■ **Exercise requirements**: Reproduce each of the rows below word for word, without any changes.

══════

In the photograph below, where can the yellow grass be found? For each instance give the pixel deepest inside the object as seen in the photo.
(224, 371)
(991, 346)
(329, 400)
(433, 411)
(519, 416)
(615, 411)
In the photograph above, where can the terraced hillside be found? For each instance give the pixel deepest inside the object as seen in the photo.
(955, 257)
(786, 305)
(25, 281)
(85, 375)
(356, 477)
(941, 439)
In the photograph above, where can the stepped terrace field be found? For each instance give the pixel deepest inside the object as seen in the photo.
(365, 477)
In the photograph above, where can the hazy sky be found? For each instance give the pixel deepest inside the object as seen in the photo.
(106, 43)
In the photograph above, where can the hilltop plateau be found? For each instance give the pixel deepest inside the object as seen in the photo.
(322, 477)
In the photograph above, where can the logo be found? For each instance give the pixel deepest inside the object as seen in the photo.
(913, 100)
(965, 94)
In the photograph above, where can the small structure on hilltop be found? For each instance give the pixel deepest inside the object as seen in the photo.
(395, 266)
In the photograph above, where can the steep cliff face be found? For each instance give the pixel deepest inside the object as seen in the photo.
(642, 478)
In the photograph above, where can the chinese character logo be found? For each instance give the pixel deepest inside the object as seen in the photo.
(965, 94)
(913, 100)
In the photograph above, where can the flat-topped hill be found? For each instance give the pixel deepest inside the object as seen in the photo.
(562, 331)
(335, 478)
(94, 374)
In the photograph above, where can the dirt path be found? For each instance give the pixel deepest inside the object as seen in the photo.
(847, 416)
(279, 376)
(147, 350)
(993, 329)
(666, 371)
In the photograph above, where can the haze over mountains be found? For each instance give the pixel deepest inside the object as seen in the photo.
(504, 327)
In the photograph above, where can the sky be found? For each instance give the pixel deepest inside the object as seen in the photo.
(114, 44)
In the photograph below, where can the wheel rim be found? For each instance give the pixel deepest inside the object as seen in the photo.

══════

■ **Task response**:
In the photograph below, where can the yellow grass be found? For each instance give the pixel deepest inside the object as seen in the photo.
(224, 371)
(991, 346)
(329, 400)
(433, 411)
(519, 416)
(615, 411)
In the photograph above, where can the terraced hillside be found? For each instance give the pixel deepest inside the object as seen in the photo.
(955, 257)
(786, 305)
(25, 281)
(85, 375)
(356, 477)
(941, 439)
In the photograph above, where can the stepped terrace field be found? For each instance give the pixel deepest inside the object as seen in the photo.
(365, 477)
In the photograph above, where can the hazy sky be found? For each instance give the pixel deepest inside the object as seen in the photo.
(106, 43)
In the photograph above, where can the hilltop plateau be found? For each instance give the pixel deepest inside the object as seen in the photo.
(322, 477)
In the photograph above, where can the logo be found? For each instance give the pixel deepest inside the object as seen in the photo.
(913, 100)
(965, 94)
In the photograph above, where can the small structure on hilltop be found? For each instance give the pixel deepest inside the object as seen in the photo.
(395, 266)
In the photograph above, where can the steep cliff face be found? For each instance give the pixel deepest inside the object as seen in the photo.
(642, 478)
In the photograph above, where can the chinese character logo be found? For each instance give the pixel deepest inside the object as seen in the photo.
(965, 94)
(913, 100)
In the photograph above, where can the flat-topped hill be found? For each instance give the pixel deepest inside the object as seen in the photo.
(562, 331)
(335, 478)
(94, 374)
In the photograph above, where can the dirt path be found? For each instance give the pixel deepest inside the object as seen in the photo.
(847, 416)
(279, 376)
(147, 350)
(993, 329)
(666, 371)
In the photograph above, where can the haze over mountains be found? For each instance give the pixel deepest inside the object as seen in the photo.
(504, 327)
In the photograph above, where can the sky be found? For each instance give the pixel deepest inside the object as seen in the photo.
(114, 44)
In the photograph below, where can the wheel rim be found? For each instance give the pixel deepest inside the object as seen in the photo.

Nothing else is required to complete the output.